▶ _What is expected_:
Rewrite the stretch of rows from the line containing "of the tree" through the end of the rows, replacing "place a dot" with "put a mark" and keeping everything else the same.

▶ _Provided entries_:

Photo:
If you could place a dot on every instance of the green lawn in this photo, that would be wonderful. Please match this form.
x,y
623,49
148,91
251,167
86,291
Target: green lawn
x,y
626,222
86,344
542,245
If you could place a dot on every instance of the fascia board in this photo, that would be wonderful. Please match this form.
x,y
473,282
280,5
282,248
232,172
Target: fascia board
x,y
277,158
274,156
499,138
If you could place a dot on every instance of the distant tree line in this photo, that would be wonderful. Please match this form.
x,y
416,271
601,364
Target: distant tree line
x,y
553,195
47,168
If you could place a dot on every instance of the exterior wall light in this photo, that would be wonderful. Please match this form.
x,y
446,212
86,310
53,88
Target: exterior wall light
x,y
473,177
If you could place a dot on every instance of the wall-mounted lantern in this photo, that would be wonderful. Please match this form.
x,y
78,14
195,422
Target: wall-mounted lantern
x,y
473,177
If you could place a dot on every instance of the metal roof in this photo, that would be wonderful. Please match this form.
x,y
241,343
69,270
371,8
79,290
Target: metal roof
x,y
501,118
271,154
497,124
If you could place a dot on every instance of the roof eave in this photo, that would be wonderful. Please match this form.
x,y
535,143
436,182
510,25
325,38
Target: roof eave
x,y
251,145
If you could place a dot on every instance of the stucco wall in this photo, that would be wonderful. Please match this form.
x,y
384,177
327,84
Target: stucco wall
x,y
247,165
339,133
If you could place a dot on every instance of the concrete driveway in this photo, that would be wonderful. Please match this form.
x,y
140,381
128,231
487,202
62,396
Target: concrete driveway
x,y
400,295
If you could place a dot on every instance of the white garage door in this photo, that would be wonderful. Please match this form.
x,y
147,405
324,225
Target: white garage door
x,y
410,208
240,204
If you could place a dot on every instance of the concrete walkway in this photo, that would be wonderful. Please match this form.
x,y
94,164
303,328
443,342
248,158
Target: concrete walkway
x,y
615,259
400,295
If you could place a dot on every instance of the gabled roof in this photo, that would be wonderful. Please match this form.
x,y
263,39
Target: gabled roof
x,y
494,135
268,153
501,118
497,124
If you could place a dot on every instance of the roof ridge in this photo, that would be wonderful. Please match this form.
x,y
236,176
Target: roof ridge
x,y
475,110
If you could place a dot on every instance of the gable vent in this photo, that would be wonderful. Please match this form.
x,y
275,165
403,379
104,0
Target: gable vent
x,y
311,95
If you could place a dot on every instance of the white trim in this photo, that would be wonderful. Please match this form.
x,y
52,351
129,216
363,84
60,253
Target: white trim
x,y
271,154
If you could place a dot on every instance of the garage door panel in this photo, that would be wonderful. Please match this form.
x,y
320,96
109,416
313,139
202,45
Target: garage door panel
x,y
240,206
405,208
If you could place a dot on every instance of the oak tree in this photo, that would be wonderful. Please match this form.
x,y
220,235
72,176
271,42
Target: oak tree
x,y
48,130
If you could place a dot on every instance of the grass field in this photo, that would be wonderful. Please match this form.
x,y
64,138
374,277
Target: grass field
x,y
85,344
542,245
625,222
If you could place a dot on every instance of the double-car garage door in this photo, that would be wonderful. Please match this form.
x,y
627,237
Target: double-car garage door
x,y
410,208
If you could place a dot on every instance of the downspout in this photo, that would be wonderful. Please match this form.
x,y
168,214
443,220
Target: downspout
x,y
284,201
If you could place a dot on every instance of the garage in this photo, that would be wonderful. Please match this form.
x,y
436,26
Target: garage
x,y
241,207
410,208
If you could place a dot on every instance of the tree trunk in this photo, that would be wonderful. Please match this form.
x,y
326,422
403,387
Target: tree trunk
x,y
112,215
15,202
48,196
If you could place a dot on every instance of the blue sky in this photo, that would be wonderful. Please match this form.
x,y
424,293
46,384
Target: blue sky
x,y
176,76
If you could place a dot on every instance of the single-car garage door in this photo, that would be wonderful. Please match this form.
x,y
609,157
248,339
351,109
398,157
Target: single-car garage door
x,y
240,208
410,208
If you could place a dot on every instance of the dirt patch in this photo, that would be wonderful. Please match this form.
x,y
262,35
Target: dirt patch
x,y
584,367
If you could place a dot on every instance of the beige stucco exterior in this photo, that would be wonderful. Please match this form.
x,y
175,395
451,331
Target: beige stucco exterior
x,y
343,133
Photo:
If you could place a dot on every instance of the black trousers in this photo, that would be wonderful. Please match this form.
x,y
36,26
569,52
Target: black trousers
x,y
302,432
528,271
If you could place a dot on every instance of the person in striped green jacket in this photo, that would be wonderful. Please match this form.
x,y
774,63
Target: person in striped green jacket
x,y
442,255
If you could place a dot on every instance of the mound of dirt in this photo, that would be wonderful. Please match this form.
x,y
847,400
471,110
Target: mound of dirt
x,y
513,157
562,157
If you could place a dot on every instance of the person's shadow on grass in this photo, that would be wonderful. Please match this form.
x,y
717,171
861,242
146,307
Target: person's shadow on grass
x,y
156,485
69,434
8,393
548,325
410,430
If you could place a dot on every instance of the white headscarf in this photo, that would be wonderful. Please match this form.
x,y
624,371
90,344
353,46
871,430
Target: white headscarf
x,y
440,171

▶ _Response for this exercise_:
If you could put a mark on every instance of the tree trunk in this photo, that would be wonderful. Please match this form.
x,y
326,422
403,387
Target: tree trunk
x,y
112,215
15,202
48,196
If you could put a mark on every instance of the blue sky in this photo, that would be wonderful. Please match this form.
x,y
424,293
46,384
Target: blue sky
x,y
176,76
If you could put a mark on every instance of the single-car garage door in this photo, that would be wonderful. Please match this form.
x,y
609,157
248,339
351,109
398,157
Target: single-car garage door
x,y
240,208
410,208
If you could put a mark on every instance of the dirt patch in this photo, that would be wonderful. Please match this form.
x,y
262,35
Target: dirt patch
x,y
584,367
If you could put a mark on every instance of the beige stucco exterior in this photo, that would be wonderful. Please match this form.
x,y
175,395
451,331
Target: beige stucco exterior
x,y
343,133
Photo:
If you could put a mark on every instance of the black trousers in this photo, that would be wonderful. Please match this form.
x,y
36,26
569,52
Target: black trousers
x,y
302,432
528,271
If you could put a mark on every instance of the person in striped green jacket in this photo, that would be wonderful. Please match this form.
x,y
774,63
Target: person in striped green jacket
x,y
442,255
If you could put a mark on every instance of the mound of dirt in this photo, that would be wonderful. Please match this form.
x,y
847,400
471,110
Target: mound of dirt
x,y
513,157
562,157
If you could put a mark on every instance of the person's shadow on grass in this photo, that would be wonderful. Please match this form.
x,y
717,171
861,242
146,307
Target: person's shadow on grass
x,y
156,485
69,434
8,393
548,325
410,430
If you could put a mark on every instance of the white headscarf in this photo, that would be wonderful. Please match this form.
x,y
624,371
90,344
353,46
871,430
Target: white headscarf
x,y
440,171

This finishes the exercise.